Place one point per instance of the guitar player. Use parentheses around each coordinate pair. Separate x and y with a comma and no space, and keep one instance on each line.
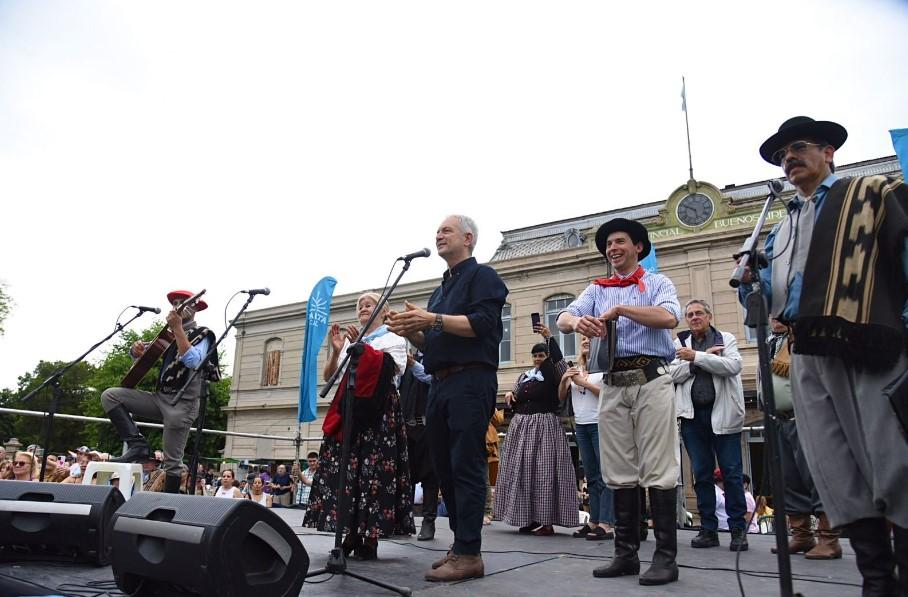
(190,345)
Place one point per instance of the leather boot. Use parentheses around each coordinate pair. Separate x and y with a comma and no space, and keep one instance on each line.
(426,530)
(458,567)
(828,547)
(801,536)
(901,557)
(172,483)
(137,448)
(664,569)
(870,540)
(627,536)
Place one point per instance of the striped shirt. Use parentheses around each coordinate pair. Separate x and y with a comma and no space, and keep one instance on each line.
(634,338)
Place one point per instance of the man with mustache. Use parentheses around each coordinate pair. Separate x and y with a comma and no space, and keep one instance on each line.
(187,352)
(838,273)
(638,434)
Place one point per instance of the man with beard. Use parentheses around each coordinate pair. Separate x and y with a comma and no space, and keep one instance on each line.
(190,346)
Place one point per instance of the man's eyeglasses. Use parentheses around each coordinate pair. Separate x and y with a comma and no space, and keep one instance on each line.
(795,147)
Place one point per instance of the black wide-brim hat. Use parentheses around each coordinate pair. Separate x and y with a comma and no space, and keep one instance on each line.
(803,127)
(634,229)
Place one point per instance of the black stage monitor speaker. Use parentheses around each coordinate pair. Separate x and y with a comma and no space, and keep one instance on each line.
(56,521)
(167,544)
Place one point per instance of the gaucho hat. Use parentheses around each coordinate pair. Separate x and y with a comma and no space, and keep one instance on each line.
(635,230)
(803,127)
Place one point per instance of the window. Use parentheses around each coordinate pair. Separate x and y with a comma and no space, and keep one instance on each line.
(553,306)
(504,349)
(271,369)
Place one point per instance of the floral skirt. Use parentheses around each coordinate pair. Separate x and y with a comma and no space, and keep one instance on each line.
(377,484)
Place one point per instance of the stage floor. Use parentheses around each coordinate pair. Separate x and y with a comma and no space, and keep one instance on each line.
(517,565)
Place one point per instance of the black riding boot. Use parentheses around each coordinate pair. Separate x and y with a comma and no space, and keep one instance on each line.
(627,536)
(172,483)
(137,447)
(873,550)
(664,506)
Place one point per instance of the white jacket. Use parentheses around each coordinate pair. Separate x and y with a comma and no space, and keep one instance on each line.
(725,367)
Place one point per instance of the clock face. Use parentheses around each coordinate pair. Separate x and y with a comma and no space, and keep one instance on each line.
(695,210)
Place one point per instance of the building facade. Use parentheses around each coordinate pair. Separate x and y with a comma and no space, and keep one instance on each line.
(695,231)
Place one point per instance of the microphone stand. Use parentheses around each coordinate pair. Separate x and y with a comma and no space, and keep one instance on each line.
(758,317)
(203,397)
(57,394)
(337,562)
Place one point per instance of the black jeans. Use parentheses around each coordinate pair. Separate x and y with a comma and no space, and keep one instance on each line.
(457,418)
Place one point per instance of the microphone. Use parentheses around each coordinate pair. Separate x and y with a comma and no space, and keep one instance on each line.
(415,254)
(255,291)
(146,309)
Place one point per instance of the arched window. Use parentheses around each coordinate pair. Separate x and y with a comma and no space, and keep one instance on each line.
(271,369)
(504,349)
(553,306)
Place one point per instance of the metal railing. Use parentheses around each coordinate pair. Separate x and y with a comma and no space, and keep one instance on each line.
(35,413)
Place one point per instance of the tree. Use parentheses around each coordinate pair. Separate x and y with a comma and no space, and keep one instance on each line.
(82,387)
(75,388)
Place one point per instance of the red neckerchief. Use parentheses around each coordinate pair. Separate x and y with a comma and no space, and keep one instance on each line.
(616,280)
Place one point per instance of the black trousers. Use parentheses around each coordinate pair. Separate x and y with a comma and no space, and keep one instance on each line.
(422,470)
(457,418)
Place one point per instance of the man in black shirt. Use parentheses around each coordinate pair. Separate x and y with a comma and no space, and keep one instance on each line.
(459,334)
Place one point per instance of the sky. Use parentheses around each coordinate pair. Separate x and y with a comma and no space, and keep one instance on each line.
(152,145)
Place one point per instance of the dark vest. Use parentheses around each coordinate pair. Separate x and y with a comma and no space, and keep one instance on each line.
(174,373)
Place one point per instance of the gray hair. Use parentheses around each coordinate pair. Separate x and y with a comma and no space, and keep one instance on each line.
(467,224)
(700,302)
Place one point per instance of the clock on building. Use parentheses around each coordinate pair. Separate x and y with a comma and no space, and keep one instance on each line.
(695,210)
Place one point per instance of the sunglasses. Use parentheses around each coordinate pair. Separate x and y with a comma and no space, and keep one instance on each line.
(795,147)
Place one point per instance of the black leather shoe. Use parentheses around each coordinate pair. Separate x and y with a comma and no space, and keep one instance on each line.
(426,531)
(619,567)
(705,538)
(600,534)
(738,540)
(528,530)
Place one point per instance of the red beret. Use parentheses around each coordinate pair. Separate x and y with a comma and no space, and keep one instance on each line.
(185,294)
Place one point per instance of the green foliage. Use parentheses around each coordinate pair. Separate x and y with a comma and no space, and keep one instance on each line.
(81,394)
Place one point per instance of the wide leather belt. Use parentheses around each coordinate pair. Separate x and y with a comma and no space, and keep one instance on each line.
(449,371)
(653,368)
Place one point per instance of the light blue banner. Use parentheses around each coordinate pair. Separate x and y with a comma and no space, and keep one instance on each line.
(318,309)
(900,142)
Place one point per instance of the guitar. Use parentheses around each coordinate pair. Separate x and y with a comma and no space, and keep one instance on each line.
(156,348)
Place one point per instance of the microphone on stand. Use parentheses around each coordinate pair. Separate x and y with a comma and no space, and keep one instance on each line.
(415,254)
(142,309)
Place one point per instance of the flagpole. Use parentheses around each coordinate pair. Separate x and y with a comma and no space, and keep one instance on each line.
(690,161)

◆ ◆ ◆ ◆ ◆

REQUIRED WORK
The entries above should be reproduced exactly, without their pictures.

OUTPUT OF THE EXERCISE
Place one point per instance of the guitar player. Use parentheses around each coordinate pair. Separate x and y with a comma and no space, and keep one instance on each line.
(190,345)
Place one point per instance of the leather boot. Use parentheses around each coordinate pair. Separate x and y with a comma and no space, and keep one instance on each line.
(426,530)
(458,567)
(828,547)
(801,536)
(901,557)
(172,483)
(137,448)
(664,569)
(870,540)
(627,536)
Place one point per instance of the striped shirt. Use parentheses around each coordinate pair. Separate x and y with a comma and no space, and keep one instance on each line.
(634,338)
Place one point per instance of the man with mustache. Use parentheses around each coordinate pair. Separate x and y with a comma and no space, and keep one instance on each line.
(187,352)
(838,273)
(638,434)
Place one point per instance of the man with beard. Use parentheses around each coordinate pair. Separate x and y with a comma and no space, and keep one instance on each line.
(190,346)
Place one point per instance of the man's eyeglasses. Use parentheses around each coordinate pair. Separate x and y with a comma and no space, and keep one instance on each line.
(795,147)
Place one point per instance of the black wide-brim hat. Use parentheses around each coordinate pair. Separate x and y with a comma and no space, and keep one instance on each line.
(803,127)
(634,229)
Place one point per instance of the black stage monitor speaker. Use parentheses around each coordinate pair. Separate x and y with a comma and no space, and keep one instance on each line.
(56,521)
(167,544)
Place one point per instance of the gaucho hat. Use parentheses around each coordinate pair. Separate x and y with a comma and no space, and keep one instance on each line.
(635,230)
(803,127)
Place one point per instance of the window. Use parentheses around each coordinate pair. Separate x and y with a comma and no space, and keep one instance on each line.
(553,306)
(504,349)
(271,369)
Place one point per instance of the floral skirt. Use parentheses around each coordinate pair. Separate x and y with a comma and no space, and keep one instance on each line.
(377,484)
Place one point per instance of the stage floor. Use parentheses around each coordinate pair. Separate x and y with a comma and no space, and keep one instance on each line.
(517,565)
Place one point per instance of the black riding boot. Use parentheses around each coordinate pair. Separate x and y with a comma and no space, and keep one instance on each line.
(627,536)
(172,483)
(137,447)
(873,550)
(664,506)
Place one point per instance of the white jacket. Use parentheses around each coordinate pair. Separate x and y with a comma and no space, and keep one instance on each line.
(725,367)
Place one point per instance of the clock face. Use parentheses around each coordinate pair. Separate x and y with a comma and no space, and keep one instance on each line.
(695,210)
Place one point per instance of the building facade. Use parentheses around each coordinate pair. Separate x and y with a comma and no space, and keep one instance on each line.
(695,231)
Place one point per instance of the microphone stand. Use parentheses around each coordinate pair. Separate x and y with a comma and no space, and keep one instance on each line.
(758,317)
(203,397)
(57,394)
(337,562)
Place one point per instance of the black jeans. Use parentheses around each coordinate pair. Separate x and y with a comma and no space, and keep one instance on each line.
(457,418)
Place one point per instance of the microphone. Use parentheses around each coordinate pair. Separate x and y with a comma and no space, and keep one instance on each line.
(415,254)
(255,291)
(146,309)
Place one point per instance of the arched window. Use parentheses around each coordinate pair. Separate x and y with a comma and no space, and keep one instance on each line.
(271,369)
(504,349)
(553,306)
Place one point per instance of the metal railing. Use parentheses around each coordinate pair. Separate x and y with a comma and no space, and keep one instance on each line.
(35,413)
Place one point per instance of the tree. Use parentheses around each coordinate pair. Separate x and y with a comma and no space, and keep one instance on each line.
(82,387)
(75,388)
Place one point per instance of the red neckerchief. Use parentheses around each coordinate pair. Separate x and y with a comma and no space, and keep one instance on each line.
(616,280)
Place one point per instance of the black trousers. Use parentheses around each coordinate pair. Separate x and y with a comma and no space, and keep one instance on each line.
(422,470)
(457,418)
Place one point per instance of the man in black shirt. Use parentheses around each coordinate pair. Separate x and y with a comma and no space, and keep one instance on each line.
(459,334)
Place one point per instance of the sky. Use parentheses around each coordinate pair. Separate x and y with a comma and no space, and keep one instance on each line.
(152,145)
Place one point per instance of the dark vest. Use parentheses around each coordinate pair. Separate x and y with a comma and no space, and keep one instance on each line.
(174,373)
Place one point per instance of the gray hair. Use parentheses around each coordinate pair. Separate x and y with a comma and no space, and keep one instance on each line.
(467,224)
(700,302)
Place one point per instance of the clock on building. Use parentheses around each coordinate pair. Separate x and y with a comma and no space, and keep one instance on each line.
(695,210)
Place one point per instance of the sunglasses. Use parentheses around each coordinate pair. Separate x and y with a comma and no space, and keep one instance on each line.
(795,147)
Place one point per instance of the black leather shoe. Use parentheses around each coordinate pair. Separate x and y with a comma and no space, and keep one instance on each line.
(426,531)
(619,567)
(705,538)
(600,534)
(738,540)
(528,530)
Place one point per instance of the red beret. Use parentheses around each coordinate pair. Separate x and y with a comma and no space, and keep one instance on each line.
(185,294)
Place one point per instance of the green foliage. Use parentheses around each coordinate pair. Separate x and y with a comma and no space, and keep one instance on each line.
(81,394)
Place one point per instance of the wide leather belt. Use parentheses around each coordinate pair. Separate x and y with a comma and no space, and keep one instance on each line.
(449,371)
(653,368)
Place one point per instance of the light blue banner. Use parentheses around each coordinate pair. Separate x and y with a comma and no space, and keep one instance on each line.
(318,309)
(900,142)
Place one point per instance of the guitar. Use parentheses around each coordinate pair. Separate x and y with a comma and no space, and keep one instance on each line.
(156,348)
Place one point per instance of the microphone on stand. Use parentheses around each coordinate pair. Separate x and y with a comma and no space, and keep one instance on each line.
(415,254)
(142,309)
Place one point per instance of the flagpole. Use parentheses around each coordinate pair. Separate x and y with a comma and no space, and keep one instance on each line.
(690,161)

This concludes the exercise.